--- START OF SOURCE MATERIAL ---
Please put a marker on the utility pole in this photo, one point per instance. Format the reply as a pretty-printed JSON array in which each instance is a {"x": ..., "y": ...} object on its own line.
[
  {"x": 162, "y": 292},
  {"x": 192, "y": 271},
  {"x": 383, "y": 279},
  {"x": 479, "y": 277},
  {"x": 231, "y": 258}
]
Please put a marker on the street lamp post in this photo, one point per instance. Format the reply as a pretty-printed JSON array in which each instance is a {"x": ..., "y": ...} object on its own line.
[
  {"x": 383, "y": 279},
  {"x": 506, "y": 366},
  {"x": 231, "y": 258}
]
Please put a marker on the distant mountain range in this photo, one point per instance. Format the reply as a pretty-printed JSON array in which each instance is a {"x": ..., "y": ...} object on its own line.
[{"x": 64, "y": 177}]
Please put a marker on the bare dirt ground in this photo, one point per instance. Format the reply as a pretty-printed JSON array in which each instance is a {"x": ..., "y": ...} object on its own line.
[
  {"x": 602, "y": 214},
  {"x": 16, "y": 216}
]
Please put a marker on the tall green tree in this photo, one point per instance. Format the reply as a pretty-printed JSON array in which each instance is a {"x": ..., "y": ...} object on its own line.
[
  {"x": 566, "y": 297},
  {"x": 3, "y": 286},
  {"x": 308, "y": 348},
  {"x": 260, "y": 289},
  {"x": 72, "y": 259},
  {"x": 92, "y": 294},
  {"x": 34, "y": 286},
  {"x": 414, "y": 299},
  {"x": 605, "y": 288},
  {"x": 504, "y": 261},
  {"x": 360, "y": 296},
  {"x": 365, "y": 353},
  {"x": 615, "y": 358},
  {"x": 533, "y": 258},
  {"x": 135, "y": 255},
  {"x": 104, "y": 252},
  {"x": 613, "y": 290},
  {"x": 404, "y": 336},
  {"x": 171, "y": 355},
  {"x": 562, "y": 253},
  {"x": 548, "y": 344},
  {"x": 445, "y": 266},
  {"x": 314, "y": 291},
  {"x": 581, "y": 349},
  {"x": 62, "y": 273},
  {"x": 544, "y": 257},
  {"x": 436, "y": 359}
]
--- END OF SOURCE MATERIAL ---
» **DO THIS**: Reproduce every line of these records with no changes.

» **REPLY TO THE TASK**:
Please put a marker on the utility pole in this photo, one point per instance. Format the reply as a pretty-printed JSON array in which each instance is a {"x": ..., "y": ...} object on its own line.
[
  {"x": 162, "y": 292},
  {"x": 192, "y": 271},
  {"x": 383, "y": 279},
  {"x": 479, "y": 277},
  {"x": 231, "y": 258}
]
Please put a marker on the street lamp post in this photo, one point per instance. Format the reply as a pretty-printed JSON array in which each instance is a {"x": ..., "y": ...} object on its own line.
[
  {"x": 383, "y": 279},
  {"x": 506, "y": 366},
  {"x": 231, "y": 258}
]
Please put a marker on the distant mountain range in this photo, one point per instance. Format the reply as a pretty-printed JSON array in which each instance is a {"x": ..., "y": ...} object on its own line.
[{"x": 64, "y": 177}]
Please put a marker on the bare dirt ground in this photo, one point per instance. Format the reply as a pretty-printed JSON array in which each instance is a {"x": ..., "y": ...} object on its own line.
[
  {"x": 602, "y": 214},
  {"x": 16, "y": 216}
]
Please put a marker on the tall green tree in this photo, one point per instance. Format the reply as a pretty-printed JSON array in which each instance is a {"x": ..., "y": ...} object on its own line.
[
  {"x": 566, "y": 297},
  {"x": 3, "y": 286},
  {"x": 308, "y": 348},
  {"x": 260, "y": 289},
  {"x": 72, "y": 259},
  {"x": 92, "y": 294},
  {"x": 34, "y": 286},
  {"x": 414, "y": 299},
  {"x": 605, "y": 288},
  {"x": 504, "y": 261},
  {"x": 360, "y": 296},
  {"x": 365, "y": 353},
  {"x": 615, "y": 358},
  {"x": 533, "y": 258},
  {"x": 135, "y": 255},
  {"x": 104, "y": 252},
  {"x": 613, "y": 290},
  {"x": 404, "y": 336},
  {"x": 171, "y": 355},
  {"x": 562, "y": 253},
  {"x": 548, "y": 344},
  {"x": 445, "y": 266},
  {"x": 314, "y": 291},
  {"x": 581, "y": 349},
  {"x": 62, "y": 273},
  {"x": 544, "y": 257},
  {"x": 436, "y": 359}
]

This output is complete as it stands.